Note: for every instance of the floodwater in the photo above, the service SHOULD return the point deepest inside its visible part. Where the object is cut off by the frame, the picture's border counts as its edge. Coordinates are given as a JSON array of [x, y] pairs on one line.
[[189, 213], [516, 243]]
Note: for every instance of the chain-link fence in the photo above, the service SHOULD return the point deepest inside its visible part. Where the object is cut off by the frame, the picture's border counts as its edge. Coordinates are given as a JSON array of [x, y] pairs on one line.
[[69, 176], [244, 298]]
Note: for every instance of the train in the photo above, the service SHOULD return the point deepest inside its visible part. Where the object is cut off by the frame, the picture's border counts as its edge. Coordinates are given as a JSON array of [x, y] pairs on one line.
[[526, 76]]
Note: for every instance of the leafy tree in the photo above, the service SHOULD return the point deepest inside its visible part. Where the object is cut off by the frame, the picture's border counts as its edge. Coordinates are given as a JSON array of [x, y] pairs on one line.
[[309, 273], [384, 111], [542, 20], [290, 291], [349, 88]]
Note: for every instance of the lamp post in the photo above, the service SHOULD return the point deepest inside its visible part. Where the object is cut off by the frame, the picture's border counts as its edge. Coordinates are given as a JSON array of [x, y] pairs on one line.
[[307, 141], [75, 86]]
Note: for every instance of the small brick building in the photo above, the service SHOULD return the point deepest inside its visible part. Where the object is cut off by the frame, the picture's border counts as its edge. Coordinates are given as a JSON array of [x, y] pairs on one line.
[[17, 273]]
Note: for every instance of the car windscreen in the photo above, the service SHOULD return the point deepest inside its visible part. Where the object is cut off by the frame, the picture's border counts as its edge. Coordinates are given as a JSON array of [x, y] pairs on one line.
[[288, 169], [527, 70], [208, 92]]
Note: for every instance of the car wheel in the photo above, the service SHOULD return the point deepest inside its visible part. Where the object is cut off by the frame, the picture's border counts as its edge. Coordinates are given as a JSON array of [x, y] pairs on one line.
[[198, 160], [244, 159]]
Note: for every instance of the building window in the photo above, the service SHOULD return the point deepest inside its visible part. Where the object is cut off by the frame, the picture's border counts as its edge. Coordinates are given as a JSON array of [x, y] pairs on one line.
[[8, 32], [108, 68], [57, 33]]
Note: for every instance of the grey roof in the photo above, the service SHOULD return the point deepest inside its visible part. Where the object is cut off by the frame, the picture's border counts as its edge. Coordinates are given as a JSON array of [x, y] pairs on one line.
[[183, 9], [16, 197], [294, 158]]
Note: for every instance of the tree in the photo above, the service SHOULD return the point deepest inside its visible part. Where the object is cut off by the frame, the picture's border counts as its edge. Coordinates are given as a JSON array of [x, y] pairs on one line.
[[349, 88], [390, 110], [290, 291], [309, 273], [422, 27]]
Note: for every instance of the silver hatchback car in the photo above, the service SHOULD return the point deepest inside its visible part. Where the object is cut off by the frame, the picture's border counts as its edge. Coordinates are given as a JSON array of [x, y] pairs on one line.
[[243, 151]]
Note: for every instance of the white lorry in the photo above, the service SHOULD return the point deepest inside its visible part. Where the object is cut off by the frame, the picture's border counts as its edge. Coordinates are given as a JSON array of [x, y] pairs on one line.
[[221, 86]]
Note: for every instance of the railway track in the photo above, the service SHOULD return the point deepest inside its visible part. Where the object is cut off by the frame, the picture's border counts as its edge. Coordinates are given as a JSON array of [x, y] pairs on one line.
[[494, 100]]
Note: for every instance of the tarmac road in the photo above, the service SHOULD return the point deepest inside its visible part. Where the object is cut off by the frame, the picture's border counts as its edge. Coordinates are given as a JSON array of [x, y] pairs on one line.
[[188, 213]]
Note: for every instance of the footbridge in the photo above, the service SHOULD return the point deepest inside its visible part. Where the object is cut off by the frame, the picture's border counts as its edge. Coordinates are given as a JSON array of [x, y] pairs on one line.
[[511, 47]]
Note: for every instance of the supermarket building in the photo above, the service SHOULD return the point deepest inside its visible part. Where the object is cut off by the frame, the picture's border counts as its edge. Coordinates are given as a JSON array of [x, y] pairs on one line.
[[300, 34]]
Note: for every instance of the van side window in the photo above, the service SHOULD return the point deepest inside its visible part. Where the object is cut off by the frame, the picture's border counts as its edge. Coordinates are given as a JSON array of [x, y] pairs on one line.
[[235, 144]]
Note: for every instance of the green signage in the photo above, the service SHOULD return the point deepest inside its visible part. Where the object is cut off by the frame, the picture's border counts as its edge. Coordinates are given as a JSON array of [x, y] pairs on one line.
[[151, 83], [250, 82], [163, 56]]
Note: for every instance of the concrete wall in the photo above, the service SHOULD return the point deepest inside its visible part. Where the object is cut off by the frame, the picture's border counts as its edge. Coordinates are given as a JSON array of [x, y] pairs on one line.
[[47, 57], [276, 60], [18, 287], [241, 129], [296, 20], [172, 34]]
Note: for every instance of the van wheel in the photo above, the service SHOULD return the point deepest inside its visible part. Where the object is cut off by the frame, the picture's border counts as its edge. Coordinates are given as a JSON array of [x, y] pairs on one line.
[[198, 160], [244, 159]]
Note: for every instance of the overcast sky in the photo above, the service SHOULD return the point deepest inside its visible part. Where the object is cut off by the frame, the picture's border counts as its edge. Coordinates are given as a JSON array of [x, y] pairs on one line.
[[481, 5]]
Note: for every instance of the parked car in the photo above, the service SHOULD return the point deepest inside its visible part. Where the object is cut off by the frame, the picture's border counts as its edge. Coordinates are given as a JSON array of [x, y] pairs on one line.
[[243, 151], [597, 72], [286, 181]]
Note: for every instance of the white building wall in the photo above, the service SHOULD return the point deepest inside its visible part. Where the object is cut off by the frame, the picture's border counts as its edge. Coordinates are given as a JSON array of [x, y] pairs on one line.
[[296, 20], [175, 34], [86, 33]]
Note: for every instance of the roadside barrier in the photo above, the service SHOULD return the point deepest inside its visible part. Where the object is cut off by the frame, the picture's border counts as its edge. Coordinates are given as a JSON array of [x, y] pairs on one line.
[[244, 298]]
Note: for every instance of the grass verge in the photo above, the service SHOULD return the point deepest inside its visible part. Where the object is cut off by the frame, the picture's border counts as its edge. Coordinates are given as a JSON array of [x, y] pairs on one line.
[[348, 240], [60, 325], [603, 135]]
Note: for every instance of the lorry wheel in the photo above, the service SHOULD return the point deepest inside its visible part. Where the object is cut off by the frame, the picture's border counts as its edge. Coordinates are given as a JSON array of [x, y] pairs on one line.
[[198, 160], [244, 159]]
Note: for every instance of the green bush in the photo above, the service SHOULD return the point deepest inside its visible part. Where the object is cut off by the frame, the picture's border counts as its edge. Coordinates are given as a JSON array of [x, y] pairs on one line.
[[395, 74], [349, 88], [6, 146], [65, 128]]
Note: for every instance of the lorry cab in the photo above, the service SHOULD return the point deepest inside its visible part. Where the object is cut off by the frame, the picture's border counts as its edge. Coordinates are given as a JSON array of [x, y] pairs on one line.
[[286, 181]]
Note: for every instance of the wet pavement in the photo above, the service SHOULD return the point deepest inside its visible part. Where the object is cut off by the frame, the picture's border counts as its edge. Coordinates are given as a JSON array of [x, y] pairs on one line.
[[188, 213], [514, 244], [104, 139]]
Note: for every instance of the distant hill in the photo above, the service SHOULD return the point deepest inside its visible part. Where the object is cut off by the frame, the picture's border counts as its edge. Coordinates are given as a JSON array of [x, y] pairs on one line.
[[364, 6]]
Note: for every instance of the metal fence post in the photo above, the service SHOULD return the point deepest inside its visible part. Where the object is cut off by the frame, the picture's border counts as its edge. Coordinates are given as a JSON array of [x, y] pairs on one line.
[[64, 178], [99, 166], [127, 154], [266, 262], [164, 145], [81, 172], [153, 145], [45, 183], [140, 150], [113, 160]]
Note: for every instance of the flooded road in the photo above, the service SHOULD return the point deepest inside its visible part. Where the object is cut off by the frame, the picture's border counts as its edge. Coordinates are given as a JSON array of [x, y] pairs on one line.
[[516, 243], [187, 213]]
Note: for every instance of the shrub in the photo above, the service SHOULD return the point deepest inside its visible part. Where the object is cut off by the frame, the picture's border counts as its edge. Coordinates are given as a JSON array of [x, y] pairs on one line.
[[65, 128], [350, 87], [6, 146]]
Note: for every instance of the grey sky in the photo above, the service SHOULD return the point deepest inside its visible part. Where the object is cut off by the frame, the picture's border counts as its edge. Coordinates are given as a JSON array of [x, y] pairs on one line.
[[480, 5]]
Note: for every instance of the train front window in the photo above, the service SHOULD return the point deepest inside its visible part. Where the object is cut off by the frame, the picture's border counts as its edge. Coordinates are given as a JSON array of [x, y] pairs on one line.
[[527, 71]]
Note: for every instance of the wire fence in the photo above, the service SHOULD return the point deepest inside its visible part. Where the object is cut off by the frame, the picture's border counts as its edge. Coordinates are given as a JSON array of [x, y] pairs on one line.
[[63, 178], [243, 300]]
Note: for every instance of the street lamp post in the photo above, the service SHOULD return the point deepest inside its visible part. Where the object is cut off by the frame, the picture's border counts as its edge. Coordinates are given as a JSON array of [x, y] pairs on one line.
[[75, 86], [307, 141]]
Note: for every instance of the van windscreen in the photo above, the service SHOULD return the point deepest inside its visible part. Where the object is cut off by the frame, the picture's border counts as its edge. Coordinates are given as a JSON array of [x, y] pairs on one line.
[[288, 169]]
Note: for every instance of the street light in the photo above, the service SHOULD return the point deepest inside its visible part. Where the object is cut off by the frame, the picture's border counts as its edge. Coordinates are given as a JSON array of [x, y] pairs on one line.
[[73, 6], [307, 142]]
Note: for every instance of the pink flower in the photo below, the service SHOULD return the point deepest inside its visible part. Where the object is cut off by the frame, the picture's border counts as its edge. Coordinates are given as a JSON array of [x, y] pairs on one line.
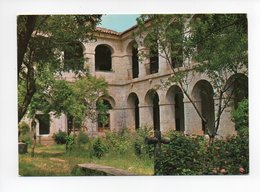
[[241, 170], [223, 171]]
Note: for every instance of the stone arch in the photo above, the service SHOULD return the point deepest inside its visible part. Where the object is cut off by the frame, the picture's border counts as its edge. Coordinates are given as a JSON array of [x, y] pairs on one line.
[[133, 111], [237, 88], [74, 56], [202, 95], [103, 57], [151, 43], [175, 96], [175, 43], [109, 102], [110, 99], [152, 102], [132, 49]]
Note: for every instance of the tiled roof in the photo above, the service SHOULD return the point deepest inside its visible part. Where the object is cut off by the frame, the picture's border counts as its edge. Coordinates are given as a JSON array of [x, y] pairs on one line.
[[104, 30]]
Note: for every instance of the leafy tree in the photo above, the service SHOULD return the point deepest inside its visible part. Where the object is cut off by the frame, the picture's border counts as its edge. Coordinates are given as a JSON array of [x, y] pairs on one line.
[[212, 44], [43, 42]]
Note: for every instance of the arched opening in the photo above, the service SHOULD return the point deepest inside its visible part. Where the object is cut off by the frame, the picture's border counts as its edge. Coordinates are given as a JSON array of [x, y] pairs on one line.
[[44, 123], [73, 57], [237, 88], [133, 103], [152, 99], [175, 99], [202, 94], [175, 36], [104, 108], [103, 60], [151, 43], [135, 64]]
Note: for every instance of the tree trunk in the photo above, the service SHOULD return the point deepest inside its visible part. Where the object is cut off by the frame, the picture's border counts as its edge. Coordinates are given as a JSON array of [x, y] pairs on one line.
[[30, 90], [24, 37], [33, 127]]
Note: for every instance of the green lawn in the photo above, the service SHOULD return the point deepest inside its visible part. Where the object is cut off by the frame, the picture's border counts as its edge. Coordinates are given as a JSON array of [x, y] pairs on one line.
[[55, 161]]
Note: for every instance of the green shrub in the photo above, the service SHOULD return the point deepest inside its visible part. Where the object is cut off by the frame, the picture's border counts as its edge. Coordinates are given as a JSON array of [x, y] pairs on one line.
[[82, 138], [228, 157], [99, 148], [142, 148], [70, 142], [24, 132], [180, 156], [60, 137], [187, 155], [240, 116], [120, 142]]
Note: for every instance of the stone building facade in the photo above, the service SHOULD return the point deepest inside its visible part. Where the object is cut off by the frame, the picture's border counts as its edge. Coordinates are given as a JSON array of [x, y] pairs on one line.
[[134, 102]]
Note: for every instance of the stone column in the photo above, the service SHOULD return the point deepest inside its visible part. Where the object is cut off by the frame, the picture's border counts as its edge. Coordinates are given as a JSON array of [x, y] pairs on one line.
[[193, 123], [163, 65], [90, 61], [143, 62], [226, 126], [130, 118], [167, 117], [146, 115]]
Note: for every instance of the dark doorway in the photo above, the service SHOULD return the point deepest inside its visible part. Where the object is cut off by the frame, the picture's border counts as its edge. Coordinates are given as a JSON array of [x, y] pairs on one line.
[[135, 66], [44, 123], [103, 60], [154, 60], [203, 95], [156, 112], [137, 120], [104, 115], [179, 111]]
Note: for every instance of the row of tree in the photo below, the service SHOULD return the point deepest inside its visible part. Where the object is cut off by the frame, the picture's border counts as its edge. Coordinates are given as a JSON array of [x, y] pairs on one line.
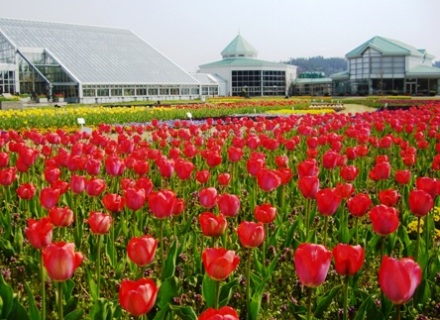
[[325, 66]]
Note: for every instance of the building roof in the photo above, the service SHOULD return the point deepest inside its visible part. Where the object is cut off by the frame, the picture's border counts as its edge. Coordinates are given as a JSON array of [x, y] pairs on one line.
[[386, 46], [205, 78], [239, 47], [423, 71], [96, 54], [312, 80], [242, 62]]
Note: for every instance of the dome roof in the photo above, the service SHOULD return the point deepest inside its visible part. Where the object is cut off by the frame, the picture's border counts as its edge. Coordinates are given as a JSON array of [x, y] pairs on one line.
[[239, 47]]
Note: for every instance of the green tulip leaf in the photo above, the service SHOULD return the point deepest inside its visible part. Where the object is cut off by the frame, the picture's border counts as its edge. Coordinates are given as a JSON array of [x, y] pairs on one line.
[[17, 311], [74, 315], [167, 291], [324, 302], [7, 297], [208, 290], [184, 312], [33, 310]]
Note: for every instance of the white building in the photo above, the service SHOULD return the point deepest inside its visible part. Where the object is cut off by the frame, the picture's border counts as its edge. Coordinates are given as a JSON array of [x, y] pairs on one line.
[[240, 73], [86, 64]]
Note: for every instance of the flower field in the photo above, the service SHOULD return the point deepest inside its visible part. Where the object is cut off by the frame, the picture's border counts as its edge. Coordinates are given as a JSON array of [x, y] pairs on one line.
[[305, 216]]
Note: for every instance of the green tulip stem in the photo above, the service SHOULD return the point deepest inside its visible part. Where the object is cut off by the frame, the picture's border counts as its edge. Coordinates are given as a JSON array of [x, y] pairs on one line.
[[426, 232], [248, 283], [309, 303], [346, 280], [60, 300], [325, 229], [162, 250], [217, 294], [307, 218], [356, 230], [416, 249], [398, 311], [43, 289], [98, 264]]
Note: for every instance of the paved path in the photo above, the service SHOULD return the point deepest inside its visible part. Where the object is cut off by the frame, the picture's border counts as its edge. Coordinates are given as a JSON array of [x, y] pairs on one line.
[[356, 108]]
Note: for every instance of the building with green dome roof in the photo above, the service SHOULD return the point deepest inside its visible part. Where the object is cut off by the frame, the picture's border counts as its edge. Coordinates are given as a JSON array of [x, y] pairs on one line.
[[241, 73], [385, 66]]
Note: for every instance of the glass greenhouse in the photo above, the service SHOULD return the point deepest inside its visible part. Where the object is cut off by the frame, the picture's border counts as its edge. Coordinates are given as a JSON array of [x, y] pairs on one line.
[[85, 64]]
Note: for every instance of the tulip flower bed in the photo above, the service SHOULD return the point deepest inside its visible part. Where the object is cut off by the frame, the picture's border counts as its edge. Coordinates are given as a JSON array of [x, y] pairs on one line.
[[326, 216], [66, 117]]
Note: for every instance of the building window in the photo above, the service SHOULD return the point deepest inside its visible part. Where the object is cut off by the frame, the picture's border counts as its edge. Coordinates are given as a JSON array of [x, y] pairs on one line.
[[141, 91], [89, 92], [103, 92]]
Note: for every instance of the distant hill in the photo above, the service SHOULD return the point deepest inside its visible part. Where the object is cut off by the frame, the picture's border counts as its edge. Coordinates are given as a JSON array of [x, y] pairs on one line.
[[319, 64]]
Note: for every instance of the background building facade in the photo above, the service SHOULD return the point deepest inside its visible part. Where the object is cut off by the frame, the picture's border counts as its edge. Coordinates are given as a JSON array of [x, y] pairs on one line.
[[87, 64], [244, 75]]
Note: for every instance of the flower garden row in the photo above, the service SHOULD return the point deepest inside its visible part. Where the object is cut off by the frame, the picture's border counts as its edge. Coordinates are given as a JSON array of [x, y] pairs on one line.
[[326, 216]]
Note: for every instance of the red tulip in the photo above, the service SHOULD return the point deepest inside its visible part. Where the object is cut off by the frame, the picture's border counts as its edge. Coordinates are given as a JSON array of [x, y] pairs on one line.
[[402, 176], [255, 163], [212, 225], [137, 297], [77, 183], [39, 232], [344, 190], [7, 176], [235, 154], [114, 166], [224, 179], [213, 158], [420, 202], [309, 186], [251, 234], [61, 217], [165, 166], [268, 179], [52, 174], [330, 159], [141, 250], [95, 186], [349, 173], [228, 204], [49, 197], [381, 171], [183, 169], [134, 198], [208, 197], [398, 279], [385, 220], [219, 263], [224, 313], [348, 259], [308, 167], [312, 262], [61, 260], [26, 191], [99, 223], [202, 176], [265, 213], [113, 202], [93, 166], [359, 204], [285, 175], [388, 197], [163, 203], [4, 159], [327, 201], [431, 186]]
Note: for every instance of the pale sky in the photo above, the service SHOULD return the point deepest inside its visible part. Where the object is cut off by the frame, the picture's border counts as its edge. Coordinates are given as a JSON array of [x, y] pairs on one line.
[[194, 32]]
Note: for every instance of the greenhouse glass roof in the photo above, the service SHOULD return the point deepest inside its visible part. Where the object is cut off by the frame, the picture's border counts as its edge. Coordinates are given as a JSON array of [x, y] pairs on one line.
[[96, 54]]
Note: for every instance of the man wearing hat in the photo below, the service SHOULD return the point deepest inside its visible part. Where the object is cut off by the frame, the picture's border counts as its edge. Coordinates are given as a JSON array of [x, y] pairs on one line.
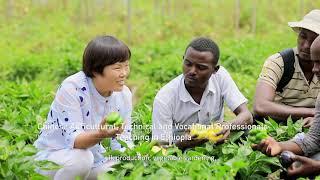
[[287, 86], [307, 149]]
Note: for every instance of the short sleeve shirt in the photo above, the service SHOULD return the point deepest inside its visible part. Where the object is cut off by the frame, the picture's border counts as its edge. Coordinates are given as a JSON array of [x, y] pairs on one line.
[[174, 107], [298, 92]]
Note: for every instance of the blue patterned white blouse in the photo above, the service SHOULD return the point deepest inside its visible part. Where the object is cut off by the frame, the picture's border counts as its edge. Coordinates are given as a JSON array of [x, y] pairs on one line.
[[78, 107]]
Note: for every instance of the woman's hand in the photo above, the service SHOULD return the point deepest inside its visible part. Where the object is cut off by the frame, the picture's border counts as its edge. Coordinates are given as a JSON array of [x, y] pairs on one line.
[[106, 131]]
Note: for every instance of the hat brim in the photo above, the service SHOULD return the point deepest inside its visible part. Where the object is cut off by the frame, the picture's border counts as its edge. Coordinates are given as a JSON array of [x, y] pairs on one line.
[[296, 26]]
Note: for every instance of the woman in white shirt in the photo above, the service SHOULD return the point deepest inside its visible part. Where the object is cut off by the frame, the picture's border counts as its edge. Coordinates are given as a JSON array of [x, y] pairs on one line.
---------------
Express the records from the start through the line holding "[[189, 213], [516, 243]]", inclusive, as a two-column CSV with a header row naming the columns note and points. Give one row per record, with each value in a single quoted field and line breaks turned into spaces.

note,points
"Note: for every instance of the floodwater in the photo above, the service SHOULD return the point deepest inside its visible part. Where the object is cut off by the frame, the picture's border counts as its edge. Coordinates are given as a JSON array of [x, y] pairs on one line.","[[189, 213], [516, 243]]"